TASK DESCRIPTION: Report every line of the records that contains the string "balcony", copying each such line in full. Case counts.

Excerpts from a location annotation dataset
•••

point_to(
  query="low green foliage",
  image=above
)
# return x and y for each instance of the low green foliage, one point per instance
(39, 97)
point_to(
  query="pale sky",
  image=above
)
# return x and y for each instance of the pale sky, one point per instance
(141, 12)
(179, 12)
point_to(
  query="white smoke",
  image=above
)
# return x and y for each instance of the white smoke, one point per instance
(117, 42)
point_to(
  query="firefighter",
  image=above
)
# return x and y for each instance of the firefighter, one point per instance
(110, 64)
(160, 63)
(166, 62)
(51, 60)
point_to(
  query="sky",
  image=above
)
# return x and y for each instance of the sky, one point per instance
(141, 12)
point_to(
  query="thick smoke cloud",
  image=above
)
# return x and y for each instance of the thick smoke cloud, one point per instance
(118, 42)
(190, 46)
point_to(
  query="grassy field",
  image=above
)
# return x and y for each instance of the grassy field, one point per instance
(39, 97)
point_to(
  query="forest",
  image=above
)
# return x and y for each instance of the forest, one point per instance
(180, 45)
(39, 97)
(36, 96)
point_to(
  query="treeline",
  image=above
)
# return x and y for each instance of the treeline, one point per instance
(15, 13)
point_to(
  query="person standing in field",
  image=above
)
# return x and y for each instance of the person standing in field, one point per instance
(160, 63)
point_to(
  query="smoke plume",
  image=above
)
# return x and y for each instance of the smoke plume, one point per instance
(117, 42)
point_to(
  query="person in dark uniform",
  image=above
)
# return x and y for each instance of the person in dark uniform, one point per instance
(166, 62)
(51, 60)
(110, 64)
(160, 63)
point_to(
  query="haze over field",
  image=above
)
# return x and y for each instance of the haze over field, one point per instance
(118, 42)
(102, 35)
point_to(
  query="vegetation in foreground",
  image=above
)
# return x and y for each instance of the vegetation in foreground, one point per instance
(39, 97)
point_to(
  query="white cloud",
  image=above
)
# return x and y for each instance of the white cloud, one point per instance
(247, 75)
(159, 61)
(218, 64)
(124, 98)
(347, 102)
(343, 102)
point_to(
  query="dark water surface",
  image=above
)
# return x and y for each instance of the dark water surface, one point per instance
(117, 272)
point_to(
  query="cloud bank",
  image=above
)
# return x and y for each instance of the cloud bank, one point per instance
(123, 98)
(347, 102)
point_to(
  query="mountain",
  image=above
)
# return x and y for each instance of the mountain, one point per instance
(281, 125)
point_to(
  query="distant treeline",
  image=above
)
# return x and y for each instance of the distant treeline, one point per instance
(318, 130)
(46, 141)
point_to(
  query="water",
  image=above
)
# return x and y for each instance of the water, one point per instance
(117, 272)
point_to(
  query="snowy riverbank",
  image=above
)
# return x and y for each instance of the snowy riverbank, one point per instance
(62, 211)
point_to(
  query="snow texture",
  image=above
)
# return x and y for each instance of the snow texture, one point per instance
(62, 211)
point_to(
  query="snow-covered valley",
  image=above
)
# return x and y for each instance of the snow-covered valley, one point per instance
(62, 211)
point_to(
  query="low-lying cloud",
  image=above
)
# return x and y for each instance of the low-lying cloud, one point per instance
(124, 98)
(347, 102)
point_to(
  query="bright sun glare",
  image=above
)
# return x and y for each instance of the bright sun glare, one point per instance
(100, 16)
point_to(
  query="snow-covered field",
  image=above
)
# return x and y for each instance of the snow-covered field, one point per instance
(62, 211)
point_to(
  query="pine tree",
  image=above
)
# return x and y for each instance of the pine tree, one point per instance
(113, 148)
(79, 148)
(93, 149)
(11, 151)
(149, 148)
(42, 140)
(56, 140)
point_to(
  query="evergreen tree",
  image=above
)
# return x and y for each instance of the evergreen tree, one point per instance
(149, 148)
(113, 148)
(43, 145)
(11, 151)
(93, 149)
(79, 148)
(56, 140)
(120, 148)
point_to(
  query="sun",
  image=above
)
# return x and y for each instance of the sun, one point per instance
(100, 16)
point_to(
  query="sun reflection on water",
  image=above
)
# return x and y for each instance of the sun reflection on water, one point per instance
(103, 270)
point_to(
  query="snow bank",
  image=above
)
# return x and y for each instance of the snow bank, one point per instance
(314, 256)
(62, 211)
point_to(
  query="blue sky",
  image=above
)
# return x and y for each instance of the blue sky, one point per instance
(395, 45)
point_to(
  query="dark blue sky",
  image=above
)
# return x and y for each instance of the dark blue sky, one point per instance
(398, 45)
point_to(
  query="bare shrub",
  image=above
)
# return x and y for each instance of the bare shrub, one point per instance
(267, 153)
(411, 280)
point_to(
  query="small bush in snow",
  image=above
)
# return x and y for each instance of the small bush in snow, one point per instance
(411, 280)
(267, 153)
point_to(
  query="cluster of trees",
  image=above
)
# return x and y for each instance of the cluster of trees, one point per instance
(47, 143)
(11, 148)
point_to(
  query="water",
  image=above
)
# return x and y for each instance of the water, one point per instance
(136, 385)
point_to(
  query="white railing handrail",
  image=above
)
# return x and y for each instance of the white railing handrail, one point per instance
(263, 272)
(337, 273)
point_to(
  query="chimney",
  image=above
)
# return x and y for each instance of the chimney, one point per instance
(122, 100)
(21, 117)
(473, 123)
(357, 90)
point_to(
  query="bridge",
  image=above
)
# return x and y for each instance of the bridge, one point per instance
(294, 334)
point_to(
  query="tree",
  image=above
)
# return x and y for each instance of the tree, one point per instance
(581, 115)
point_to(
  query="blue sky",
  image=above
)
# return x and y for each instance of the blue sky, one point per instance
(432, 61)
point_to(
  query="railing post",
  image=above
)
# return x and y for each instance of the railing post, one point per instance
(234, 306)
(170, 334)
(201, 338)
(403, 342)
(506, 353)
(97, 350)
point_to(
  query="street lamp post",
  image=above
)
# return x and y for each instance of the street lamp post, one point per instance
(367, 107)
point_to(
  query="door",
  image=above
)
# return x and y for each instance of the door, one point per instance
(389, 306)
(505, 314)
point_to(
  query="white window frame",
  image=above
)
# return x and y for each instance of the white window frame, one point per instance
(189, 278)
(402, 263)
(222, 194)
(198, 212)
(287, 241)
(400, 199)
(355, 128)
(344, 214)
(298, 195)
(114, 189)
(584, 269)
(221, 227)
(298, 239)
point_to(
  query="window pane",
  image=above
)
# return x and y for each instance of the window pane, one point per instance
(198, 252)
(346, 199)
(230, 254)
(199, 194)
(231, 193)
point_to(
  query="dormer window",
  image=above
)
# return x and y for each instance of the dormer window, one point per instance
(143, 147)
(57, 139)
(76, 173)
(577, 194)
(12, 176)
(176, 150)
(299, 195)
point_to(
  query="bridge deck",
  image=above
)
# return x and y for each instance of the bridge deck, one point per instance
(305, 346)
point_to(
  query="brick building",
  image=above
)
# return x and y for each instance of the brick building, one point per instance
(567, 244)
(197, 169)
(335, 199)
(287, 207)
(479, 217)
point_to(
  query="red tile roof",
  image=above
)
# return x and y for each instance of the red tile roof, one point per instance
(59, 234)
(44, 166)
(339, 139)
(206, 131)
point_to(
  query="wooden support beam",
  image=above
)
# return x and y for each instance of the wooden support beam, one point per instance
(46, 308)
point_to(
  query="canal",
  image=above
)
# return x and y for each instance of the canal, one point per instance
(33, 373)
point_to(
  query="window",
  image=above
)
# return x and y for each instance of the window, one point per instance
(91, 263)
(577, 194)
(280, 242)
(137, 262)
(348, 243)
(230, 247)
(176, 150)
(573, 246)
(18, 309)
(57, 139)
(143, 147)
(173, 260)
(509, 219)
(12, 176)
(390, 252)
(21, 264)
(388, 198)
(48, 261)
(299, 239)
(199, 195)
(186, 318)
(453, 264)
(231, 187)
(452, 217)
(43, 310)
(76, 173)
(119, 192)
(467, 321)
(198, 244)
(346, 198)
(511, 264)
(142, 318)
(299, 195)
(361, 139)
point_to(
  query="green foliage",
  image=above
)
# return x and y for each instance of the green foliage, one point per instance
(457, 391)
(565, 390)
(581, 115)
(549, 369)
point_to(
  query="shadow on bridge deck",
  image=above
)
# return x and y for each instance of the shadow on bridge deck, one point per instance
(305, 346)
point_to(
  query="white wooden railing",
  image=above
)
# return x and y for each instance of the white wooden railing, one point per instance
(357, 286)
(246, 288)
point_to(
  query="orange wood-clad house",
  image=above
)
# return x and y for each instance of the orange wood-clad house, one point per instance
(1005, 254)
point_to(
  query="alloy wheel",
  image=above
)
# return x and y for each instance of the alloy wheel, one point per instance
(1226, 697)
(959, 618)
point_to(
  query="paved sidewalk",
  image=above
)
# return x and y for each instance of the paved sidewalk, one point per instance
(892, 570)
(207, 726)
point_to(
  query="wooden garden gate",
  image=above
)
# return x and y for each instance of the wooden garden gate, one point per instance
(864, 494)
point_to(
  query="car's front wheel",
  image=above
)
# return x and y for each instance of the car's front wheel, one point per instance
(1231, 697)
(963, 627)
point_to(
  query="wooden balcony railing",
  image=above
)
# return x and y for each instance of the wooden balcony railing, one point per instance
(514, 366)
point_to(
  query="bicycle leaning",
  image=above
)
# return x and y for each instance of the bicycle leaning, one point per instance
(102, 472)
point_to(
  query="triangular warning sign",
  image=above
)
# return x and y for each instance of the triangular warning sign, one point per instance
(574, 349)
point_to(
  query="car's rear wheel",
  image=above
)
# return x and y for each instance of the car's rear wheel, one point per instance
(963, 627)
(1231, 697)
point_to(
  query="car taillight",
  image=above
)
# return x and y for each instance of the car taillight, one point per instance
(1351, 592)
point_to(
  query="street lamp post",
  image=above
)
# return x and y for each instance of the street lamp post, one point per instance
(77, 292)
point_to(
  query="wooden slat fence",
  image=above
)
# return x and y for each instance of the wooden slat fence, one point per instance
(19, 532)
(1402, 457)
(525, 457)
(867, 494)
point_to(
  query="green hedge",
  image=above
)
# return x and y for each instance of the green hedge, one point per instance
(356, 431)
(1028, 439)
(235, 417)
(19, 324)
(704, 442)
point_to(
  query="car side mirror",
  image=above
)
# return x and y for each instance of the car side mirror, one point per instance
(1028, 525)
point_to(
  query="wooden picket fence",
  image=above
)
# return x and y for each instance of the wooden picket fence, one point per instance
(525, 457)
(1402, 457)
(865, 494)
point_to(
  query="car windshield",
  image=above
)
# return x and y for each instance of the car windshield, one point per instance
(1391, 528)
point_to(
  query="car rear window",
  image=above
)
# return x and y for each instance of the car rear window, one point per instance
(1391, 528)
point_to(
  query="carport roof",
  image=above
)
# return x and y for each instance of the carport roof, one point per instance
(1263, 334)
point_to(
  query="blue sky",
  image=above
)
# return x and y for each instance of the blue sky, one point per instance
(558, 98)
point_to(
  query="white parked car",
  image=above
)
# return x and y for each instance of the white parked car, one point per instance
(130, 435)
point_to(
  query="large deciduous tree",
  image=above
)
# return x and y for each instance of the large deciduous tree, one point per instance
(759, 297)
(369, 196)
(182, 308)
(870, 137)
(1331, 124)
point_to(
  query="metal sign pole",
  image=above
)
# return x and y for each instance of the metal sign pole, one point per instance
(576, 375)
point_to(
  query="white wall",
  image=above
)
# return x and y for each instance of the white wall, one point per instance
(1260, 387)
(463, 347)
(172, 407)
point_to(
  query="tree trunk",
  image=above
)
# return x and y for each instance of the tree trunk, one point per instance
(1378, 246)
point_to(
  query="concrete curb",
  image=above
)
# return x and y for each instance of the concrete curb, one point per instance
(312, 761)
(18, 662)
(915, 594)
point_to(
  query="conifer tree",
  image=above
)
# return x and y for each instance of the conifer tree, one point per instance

•••

OUTPUT FOR THIS EXERCISE:
  query="wooden balcony railing",
# return x and y for each instance of the wooden balcony railing, one point per instance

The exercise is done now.